[Document excerpt]
Commission Determination
125. The Commission's estimate of the reporting burden refers to
the Commission's estimate of the additional amount of time needed to
comply with the Form 1 revisions on an annual basis, over and above the
time needed to prepare the Form 1 under existing requirements. Thus,
while the Commission is sensitive to filing parties' individual
expectations that becoming familiar with the new reporting
requirements, compiling and reporting certain information may initially
take more time than the annual estimate, these parties will not need to
invest a similar effort in subsequent years. Furthermore, the revisions
adopted in this Final Rule are not extensive, and largely consist of
material that is already required to be maintained for other purposes.
Therefore, although the initial preparation to meet new reporting
requirements established in this Final Rule may be greater, the
Commission believes that the total increase in the time to meet all of
the Form 1 requirements, existing as well as those adopted in this
rule, is not unduly burdensome. Furthermore, the Final Rule also
relieves some parties of their reporting obligations, and lessens the
reporting burden for all parties through the increase in the threshold
reporting requirements for certain items.
126. FirstEnergy, AEP, MidAmerican, and SDG&E comment on the
estimated burden of the affiliate transaction reporting requirement;
however, they do not offer an alternative estimate. Likewise,
International Transmission and MidAmerican challenge the total 14 hour
estimate but fail to offer alternative estimated burden hours.
127. While Duke cites how they would have to review 187,700 lines
of accounting related to transactions for its four respondent
companies, Duke does not specify what such a ``review'' would entail,
nor what the estimated burden would be. Nevada Companies argue that 40
hours per quarter would be needed or 160 hours annually for the
affiliate transaction reporting requirement. EEI states it would take
anywhere from 100 to 300 hours, according to its members, to fulfill
the affiliated transaction requirement.

[Records supplied]
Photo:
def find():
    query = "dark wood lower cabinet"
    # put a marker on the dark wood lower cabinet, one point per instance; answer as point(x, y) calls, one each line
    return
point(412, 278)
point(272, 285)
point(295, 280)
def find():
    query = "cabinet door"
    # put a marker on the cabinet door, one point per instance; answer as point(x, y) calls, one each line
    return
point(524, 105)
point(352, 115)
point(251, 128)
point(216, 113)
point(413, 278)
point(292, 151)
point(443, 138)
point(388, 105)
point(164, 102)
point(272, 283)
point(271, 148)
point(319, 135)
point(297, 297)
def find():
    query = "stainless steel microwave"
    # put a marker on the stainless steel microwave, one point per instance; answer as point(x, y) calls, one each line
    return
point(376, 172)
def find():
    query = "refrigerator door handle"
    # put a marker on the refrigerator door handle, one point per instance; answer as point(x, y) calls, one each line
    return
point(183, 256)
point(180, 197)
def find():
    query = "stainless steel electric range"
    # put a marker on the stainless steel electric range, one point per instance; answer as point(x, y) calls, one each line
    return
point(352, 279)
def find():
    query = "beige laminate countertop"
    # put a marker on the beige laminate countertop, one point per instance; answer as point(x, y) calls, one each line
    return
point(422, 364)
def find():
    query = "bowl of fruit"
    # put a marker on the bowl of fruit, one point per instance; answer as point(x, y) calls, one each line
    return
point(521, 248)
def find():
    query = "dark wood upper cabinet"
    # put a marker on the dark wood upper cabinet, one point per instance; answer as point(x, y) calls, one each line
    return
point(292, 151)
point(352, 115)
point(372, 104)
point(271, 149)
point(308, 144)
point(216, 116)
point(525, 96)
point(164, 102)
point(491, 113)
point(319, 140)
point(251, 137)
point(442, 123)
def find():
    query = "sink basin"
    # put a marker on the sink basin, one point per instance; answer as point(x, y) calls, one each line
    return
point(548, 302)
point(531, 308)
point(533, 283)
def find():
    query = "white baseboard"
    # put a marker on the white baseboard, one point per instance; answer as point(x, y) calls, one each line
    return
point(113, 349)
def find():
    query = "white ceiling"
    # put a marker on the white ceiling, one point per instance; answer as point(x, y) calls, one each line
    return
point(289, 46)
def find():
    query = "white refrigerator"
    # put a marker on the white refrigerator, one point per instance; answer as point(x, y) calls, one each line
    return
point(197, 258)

[What you are asked to do]
Answer from the Form 1 excerpt:
(a) How many hours a year do Nevada Companies say the affiliate transaction reporting requirement would take?
(b) Which two commenters challenge the total 14 hour estimate?
(c) What does the Commission say the revisions largely consist of?
The listing is separate from the Form 1 excerpt and unrelated to it.

[Result of this exercise]
(a) 160 hours a year (40 hours per quarter).
(b) International Transmission and MidAmerican.
(c) Material that is already required to be maintained for other purposes.